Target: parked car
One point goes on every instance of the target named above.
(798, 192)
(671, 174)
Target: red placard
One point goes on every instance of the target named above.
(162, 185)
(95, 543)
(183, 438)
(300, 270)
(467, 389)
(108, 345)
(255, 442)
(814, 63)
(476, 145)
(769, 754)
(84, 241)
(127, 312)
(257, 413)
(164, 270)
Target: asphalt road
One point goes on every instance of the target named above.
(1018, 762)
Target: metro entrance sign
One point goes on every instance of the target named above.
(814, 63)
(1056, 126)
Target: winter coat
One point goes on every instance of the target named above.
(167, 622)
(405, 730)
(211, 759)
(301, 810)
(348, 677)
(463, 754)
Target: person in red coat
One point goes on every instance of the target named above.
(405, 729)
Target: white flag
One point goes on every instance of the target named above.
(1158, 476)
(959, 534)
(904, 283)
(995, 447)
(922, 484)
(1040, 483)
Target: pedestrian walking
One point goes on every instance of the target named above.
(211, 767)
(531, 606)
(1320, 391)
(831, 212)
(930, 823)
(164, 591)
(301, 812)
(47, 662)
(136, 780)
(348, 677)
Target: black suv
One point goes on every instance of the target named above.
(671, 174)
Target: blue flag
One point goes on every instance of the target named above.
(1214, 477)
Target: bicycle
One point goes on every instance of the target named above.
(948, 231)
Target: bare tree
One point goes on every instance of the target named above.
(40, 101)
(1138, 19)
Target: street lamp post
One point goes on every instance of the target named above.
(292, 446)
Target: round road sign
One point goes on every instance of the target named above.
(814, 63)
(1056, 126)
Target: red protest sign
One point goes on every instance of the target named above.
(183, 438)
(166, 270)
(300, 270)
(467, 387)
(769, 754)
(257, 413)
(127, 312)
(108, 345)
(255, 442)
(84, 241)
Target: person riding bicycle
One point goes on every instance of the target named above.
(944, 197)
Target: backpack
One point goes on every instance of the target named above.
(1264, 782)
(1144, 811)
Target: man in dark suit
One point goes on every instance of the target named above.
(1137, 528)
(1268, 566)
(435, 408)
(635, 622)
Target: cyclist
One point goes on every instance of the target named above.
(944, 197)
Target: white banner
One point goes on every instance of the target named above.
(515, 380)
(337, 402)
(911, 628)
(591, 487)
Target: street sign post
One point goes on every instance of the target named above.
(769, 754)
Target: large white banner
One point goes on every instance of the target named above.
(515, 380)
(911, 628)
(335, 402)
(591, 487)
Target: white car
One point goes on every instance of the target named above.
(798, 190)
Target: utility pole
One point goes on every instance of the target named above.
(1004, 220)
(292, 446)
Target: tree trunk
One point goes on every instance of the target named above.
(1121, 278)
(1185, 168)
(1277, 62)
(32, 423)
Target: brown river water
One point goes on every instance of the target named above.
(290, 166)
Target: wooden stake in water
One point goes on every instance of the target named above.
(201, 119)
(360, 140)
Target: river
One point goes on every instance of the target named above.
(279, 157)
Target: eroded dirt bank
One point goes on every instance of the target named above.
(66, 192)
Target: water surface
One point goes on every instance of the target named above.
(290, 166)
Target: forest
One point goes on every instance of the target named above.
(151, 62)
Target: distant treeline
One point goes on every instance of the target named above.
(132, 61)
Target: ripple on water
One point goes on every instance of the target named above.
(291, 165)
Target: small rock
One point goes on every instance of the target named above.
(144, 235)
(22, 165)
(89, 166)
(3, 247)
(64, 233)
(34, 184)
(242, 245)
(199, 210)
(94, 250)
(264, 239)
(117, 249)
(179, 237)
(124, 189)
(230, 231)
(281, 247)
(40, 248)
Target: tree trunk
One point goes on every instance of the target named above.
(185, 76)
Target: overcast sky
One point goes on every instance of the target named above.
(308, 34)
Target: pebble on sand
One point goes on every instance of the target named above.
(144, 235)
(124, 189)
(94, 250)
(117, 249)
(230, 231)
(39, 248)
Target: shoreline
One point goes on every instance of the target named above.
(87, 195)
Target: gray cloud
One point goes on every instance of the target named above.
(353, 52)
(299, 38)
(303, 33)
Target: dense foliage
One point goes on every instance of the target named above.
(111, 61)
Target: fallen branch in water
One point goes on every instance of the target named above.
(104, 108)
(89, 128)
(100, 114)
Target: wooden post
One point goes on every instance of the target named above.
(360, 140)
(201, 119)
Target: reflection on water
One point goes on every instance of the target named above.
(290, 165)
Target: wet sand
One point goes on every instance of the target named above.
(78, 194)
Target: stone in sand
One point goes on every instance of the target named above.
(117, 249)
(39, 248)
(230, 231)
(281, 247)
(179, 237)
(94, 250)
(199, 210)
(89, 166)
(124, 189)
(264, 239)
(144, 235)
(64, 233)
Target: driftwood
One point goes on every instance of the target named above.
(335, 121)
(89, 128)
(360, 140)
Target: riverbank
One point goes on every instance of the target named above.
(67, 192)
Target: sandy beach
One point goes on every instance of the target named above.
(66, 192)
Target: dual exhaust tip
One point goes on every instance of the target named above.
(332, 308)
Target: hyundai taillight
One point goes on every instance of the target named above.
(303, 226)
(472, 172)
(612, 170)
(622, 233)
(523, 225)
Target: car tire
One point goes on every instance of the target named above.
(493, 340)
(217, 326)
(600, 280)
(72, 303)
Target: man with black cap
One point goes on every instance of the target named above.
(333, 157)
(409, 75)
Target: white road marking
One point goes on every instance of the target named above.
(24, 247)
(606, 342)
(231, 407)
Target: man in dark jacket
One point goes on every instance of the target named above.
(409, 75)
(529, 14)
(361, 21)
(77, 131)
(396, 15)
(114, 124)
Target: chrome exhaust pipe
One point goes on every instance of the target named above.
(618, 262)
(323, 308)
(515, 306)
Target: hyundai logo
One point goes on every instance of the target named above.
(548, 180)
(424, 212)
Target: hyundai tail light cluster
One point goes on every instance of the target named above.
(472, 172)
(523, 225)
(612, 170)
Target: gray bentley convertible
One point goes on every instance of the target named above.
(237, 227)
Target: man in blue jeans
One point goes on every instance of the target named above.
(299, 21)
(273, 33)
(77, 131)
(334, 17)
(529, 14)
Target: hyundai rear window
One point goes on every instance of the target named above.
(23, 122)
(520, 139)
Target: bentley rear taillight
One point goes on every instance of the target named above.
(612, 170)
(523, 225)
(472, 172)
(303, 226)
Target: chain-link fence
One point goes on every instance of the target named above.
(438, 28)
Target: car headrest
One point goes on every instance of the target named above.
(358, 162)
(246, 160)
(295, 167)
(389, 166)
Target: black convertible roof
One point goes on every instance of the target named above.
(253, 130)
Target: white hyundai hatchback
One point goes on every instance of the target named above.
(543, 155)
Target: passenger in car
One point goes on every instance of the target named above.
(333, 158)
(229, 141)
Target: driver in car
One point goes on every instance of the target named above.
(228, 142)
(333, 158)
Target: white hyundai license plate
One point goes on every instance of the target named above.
------
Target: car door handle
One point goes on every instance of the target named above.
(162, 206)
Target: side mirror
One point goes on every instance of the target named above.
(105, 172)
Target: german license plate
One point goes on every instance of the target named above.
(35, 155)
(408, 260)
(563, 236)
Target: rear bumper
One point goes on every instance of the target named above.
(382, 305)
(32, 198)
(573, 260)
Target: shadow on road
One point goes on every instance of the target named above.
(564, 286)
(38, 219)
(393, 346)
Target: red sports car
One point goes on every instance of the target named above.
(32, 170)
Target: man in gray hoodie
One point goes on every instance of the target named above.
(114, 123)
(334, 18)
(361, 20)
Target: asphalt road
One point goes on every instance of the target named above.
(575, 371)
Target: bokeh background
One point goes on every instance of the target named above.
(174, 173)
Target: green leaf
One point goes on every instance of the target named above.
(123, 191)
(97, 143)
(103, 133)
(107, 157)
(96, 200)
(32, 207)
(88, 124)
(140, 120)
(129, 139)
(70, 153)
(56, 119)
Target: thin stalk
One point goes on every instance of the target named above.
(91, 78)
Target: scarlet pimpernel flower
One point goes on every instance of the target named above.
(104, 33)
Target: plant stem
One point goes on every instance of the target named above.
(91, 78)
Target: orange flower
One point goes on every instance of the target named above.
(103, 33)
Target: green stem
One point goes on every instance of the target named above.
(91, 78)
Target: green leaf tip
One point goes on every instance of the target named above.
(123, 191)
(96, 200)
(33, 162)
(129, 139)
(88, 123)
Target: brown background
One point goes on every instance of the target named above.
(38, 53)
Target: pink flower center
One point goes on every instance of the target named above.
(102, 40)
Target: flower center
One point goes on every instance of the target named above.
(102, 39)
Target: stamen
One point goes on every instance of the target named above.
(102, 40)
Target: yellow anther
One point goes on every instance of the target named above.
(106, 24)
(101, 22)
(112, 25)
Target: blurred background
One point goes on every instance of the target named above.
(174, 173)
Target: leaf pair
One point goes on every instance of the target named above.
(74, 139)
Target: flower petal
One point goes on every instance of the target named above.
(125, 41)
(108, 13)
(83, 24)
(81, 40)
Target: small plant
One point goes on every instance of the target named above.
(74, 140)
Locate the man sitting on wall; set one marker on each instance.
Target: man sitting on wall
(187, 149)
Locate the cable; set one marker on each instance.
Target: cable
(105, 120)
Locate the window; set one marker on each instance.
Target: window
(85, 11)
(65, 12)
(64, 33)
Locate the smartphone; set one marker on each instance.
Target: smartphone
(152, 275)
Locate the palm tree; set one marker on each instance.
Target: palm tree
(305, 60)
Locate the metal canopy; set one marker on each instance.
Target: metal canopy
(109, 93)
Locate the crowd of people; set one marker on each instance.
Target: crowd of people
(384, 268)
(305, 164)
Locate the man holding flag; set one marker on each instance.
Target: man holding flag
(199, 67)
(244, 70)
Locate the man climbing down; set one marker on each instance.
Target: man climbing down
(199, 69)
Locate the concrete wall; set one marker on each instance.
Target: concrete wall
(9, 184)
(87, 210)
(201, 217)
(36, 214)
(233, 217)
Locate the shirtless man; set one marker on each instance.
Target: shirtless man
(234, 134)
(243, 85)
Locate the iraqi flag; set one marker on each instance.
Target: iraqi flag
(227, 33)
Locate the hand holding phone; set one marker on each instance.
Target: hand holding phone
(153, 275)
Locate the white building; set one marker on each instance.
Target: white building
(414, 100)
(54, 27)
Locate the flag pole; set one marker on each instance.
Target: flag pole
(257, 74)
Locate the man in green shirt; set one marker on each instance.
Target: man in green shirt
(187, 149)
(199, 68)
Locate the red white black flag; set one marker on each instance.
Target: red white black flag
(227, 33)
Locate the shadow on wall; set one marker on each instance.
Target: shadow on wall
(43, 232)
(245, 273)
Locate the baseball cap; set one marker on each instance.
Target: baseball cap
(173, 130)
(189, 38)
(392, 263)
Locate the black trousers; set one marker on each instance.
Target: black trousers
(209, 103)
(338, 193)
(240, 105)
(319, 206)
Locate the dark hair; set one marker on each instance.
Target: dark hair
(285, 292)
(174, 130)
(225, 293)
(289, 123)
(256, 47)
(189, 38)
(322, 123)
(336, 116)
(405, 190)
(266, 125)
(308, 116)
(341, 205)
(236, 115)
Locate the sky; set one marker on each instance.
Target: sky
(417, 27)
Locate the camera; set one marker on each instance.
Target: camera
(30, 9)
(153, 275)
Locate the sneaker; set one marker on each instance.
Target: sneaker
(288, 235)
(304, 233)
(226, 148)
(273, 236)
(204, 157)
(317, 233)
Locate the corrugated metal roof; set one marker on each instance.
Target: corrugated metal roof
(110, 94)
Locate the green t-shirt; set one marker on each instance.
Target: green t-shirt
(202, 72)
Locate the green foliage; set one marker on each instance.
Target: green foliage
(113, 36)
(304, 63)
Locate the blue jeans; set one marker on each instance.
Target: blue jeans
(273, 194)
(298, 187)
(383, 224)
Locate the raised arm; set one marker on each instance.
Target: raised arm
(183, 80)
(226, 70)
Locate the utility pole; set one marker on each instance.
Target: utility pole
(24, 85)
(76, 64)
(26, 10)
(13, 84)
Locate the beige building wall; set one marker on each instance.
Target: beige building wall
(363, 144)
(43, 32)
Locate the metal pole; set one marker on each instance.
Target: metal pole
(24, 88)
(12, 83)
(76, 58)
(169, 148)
------
Could you work out how many lines above contain the string "water"? Only the number should be given.

6